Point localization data
----------

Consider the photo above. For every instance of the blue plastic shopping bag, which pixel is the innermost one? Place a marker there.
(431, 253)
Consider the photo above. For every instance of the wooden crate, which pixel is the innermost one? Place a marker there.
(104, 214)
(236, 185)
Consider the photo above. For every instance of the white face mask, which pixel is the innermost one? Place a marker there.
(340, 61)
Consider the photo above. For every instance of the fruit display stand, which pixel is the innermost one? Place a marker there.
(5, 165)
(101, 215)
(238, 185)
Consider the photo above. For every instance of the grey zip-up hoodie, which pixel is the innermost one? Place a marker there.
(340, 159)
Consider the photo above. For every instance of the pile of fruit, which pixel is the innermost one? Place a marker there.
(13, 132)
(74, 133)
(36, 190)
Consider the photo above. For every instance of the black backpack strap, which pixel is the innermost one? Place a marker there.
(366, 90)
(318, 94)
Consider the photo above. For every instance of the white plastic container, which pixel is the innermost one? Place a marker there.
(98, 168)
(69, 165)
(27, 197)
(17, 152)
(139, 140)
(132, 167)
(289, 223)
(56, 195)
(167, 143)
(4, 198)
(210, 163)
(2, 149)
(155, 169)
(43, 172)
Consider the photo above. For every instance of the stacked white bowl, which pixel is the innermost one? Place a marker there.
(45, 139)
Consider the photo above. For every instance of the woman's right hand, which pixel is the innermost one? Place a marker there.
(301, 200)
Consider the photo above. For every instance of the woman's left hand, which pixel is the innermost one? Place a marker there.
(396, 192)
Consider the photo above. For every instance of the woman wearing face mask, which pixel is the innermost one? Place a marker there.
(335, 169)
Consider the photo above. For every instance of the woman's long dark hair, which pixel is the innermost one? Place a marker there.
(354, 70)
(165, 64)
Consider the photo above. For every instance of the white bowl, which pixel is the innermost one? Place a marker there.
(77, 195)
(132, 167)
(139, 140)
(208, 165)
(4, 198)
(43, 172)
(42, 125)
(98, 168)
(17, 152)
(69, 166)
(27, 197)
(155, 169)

----------

* Task prompt *
The lines to reproduce run from the one that contains "Consider the photo above. For every instance of the woman's long" through the last line above; copy them exactly.

* Worked solution *
Consider the photo above. For every instance of the woman's long dark hair, which pixel is the innermost one? Place a marker there.
(354, 70)
(165, 64)
Consider the photo above. For every instance of the white bowl, which pixel is the innermost one? Place a marker there.
(77, 195)
(132, 167)
(139, 140)
(208, 165)
(4, 198)
(43, 172)
(42, 125)
(98, 168)
(17, 152)
(69, 166)
(27, 197)
(155, 169)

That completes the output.